(Records in a dataset)
-*-
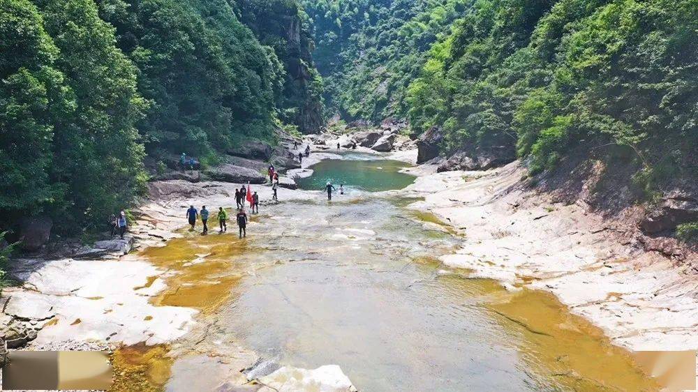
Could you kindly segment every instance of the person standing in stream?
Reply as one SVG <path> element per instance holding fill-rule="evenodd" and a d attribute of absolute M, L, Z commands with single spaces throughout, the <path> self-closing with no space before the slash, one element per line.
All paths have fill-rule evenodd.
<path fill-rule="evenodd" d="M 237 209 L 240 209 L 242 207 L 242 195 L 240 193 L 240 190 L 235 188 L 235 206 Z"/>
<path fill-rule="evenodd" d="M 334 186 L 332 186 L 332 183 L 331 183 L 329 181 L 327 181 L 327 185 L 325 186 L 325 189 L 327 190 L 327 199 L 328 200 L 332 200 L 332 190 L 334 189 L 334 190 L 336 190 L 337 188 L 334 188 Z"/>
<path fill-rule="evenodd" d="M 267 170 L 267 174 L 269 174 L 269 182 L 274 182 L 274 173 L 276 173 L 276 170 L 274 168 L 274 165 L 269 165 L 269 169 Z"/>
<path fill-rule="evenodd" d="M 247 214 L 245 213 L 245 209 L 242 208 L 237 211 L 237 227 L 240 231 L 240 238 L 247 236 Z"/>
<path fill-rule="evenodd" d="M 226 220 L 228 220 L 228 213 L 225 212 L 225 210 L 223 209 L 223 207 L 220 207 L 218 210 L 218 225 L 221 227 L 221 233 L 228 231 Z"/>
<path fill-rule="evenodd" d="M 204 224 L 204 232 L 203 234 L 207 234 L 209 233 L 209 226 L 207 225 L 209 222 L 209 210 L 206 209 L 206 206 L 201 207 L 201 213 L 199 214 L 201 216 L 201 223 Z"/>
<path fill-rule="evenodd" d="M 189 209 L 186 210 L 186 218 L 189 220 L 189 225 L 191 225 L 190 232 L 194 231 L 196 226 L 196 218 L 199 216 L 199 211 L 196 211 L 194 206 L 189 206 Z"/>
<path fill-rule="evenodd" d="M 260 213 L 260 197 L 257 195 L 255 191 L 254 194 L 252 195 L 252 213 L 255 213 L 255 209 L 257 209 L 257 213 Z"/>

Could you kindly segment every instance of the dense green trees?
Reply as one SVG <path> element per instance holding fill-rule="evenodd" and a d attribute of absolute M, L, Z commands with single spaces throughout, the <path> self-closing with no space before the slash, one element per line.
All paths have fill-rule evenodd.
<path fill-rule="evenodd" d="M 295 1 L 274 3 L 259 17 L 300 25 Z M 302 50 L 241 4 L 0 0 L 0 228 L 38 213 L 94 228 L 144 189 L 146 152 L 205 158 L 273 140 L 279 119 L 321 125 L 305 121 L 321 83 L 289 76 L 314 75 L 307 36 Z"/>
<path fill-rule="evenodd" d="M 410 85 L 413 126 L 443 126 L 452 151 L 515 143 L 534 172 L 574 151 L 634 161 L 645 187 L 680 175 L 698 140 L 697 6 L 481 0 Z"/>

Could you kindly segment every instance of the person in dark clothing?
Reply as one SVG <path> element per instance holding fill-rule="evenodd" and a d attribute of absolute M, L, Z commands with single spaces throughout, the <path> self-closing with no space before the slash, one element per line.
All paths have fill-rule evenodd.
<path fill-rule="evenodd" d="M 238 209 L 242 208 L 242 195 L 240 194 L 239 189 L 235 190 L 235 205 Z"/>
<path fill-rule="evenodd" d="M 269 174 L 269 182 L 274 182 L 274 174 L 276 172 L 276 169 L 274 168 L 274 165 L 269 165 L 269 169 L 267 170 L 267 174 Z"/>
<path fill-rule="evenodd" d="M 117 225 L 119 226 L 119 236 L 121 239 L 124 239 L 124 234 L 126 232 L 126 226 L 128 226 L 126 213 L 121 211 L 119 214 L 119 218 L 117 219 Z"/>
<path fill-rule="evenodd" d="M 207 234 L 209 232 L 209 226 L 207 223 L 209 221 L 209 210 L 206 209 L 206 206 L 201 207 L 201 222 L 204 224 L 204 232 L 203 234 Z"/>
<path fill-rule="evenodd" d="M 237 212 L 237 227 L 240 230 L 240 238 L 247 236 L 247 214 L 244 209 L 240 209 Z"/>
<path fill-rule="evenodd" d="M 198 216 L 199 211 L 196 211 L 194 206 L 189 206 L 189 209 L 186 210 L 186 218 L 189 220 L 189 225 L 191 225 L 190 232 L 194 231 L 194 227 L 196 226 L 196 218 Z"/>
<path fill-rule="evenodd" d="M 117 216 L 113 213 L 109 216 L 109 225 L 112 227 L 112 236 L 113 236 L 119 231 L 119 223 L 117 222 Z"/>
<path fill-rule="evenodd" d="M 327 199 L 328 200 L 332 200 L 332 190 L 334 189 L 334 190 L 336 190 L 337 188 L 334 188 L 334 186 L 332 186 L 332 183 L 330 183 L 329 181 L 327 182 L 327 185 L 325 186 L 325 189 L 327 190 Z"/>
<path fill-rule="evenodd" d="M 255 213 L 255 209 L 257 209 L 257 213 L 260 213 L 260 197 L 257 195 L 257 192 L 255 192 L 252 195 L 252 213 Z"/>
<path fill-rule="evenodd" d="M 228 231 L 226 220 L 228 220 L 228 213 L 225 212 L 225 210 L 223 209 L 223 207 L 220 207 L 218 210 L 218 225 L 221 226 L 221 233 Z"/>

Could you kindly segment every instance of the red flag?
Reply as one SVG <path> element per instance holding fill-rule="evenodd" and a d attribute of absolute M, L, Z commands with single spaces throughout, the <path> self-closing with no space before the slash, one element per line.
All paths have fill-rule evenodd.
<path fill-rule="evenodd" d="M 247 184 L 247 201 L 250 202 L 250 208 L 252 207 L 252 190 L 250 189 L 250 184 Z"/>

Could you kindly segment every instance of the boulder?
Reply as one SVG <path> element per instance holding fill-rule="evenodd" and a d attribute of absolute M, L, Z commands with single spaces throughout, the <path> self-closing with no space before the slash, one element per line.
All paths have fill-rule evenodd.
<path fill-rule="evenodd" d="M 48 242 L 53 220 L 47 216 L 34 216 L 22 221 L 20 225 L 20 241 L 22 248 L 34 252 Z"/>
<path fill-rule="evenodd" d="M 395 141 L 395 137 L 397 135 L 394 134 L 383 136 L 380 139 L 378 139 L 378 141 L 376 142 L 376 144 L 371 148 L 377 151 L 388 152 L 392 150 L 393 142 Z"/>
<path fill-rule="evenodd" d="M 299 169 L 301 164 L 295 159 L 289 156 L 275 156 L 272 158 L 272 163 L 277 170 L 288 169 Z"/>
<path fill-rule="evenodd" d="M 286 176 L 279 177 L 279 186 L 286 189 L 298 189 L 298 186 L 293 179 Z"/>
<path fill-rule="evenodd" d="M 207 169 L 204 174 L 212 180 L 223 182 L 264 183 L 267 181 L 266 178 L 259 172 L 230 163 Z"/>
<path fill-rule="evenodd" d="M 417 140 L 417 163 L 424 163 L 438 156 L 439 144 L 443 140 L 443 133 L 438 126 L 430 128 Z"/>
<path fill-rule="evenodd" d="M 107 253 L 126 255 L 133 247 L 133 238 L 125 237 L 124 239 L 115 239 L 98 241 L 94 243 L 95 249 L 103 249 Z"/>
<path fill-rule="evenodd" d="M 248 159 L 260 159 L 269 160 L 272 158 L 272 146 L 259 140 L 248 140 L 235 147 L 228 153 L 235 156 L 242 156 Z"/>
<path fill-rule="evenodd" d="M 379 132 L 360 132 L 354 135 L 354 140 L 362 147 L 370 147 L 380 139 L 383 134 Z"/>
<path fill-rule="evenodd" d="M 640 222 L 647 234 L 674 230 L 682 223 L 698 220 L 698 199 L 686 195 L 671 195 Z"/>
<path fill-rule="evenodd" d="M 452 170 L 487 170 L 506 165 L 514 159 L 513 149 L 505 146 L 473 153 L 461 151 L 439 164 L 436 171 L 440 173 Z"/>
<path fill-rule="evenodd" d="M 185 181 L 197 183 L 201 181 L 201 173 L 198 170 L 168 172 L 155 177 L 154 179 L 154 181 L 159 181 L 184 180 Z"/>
-*-
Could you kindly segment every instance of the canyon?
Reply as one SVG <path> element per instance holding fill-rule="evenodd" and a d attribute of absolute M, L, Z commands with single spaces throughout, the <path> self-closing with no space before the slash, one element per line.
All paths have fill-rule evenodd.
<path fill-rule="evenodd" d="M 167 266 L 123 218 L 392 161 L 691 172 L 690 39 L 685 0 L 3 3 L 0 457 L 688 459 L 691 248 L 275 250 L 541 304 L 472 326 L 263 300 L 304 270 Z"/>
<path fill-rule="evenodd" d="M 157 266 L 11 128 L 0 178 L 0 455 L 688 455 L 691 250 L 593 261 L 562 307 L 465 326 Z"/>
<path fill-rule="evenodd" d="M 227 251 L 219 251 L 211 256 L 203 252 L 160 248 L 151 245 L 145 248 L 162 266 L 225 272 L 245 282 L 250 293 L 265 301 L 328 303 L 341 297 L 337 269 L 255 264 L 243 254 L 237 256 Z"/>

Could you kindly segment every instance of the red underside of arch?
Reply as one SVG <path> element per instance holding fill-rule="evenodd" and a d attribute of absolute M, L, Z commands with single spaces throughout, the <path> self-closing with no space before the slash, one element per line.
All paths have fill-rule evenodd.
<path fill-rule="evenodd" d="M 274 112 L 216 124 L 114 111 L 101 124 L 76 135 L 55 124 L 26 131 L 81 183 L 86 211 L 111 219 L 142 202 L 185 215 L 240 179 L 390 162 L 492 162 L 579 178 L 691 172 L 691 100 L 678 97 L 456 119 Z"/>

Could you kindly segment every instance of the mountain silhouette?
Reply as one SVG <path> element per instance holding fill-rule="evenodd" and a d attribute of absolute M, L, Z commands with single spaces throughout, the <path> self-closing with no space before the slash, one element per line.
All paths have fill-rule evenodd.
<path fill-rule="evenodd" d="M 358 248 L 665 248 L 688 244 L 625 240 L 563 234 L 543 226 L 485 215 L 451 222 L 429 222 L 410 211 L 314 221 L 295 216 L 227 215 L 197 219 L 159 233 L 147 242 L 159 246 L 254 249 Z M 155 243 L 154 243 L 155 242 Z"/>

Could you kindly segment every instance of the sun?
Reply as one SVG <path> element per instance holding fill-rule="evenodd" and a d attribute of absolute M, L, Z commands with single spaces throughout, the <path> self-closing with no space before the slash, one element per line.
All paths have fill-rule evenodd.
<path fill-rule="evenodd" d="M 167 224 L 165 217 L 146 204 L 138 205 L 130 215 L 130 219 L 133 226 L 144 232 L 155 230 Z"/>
-*-
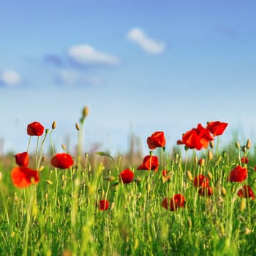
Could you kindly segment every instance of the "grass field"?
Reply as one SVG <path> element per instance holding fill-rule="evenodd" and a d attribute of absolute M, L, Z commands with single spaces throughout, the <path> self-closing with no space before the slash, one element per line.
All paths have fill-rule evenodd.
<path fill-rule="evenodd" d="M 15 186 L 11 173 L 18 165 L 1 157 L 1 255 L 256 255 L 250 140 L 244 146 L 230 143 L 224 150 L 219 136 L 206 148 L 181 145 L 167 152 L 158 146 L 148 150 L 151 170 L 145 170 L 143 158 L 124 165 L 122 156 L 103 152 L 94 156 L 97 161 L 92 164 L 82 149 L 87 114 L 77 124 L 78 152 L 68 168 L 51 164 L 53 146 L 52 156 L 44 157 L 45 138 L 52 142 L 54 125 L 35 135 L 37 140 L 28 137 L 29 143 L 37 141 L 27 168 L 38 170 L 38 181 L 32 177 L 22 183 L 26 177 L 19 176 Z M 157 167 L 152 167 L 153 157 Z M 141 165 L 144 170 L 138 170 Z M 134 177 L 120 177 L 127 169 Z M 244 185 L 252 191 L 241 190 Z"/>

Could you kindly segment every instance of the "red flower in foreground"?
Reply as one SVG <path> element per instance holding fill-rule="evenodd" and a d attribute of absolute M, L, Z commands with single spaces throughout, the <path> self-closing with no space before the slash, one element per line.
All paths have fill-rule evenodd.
-*-
Could you rewrite the data from the line with "Could you kindly segment every instance of the person in" to the line with "117 216 L 113", changing "dark clothing" to "a red jacket" and leaving everything else as is? Give only those lines.

§ Solution for this problem:
Could you kindly segment every instance of the person in a red jacket?
Reply as one SVG <path> element per instance holding fill-rule="evenodd" and a d attribute of absolute M, L, Z commands with single spaces throughout, the <path> self-closing with no space before the slash, one element per line.
All paths have fill-rule evenodd.
<path fill-rule="evenodd" d="M 238 209 L 242 208 L 242 195 L 240 194 L 239 189 L 235 190 L 235 205 Z"/>
<path fill-rule="evenodd" d="M 269 174 L 269 182 L 274 182 L 274 174 L 276 172 L 276 169 L 274 168 L 274 165 L 269 165 L 269 169 L 267 170 L 267 174 Z"/>
<path fill-rule="evenodd" d="M 117 225 L 119 226 L 119 236 L 121 239 L 124 239 L 124 234 L 126 232 L 126 226 L 128 226 L 126 213 L 121 211 L 119 214 L 119 218 L 117 219 Z"/>
<path fill-rule="evenodd" d="M 207 234 L 209 232 L 209 226 L 207 223 L 209 221 L 209 210 L 206 209 L 206 206 L 201 207 L 201 222 L 204 224 L 204 232 L 203 234 Z"/>
<path fill-rule="evenodd" d="M 237 212 L 237 227 L 240 230 L 240 238 L 247 236 L 247 214 L 244 209 L 240 209 Z"/>
<path fill-rule="evenodd" d="M 198 216 L 199 211 L 196 211 L 194 206 L 189 206 L 189 209 L 186 210 L 186 218 L 189 220 L 189 225 L 191 225 L 190 232 L 194 231 L 194 227 L 196 226 L 196 218 Z"/>
<path fill-rule="evenodd" d="M 117 216 L 113 213 L 109 216 L 109 225 L 112 227 L 112 236 L 113 236 L 119 231 L 119 223 L 117 222 Z"/>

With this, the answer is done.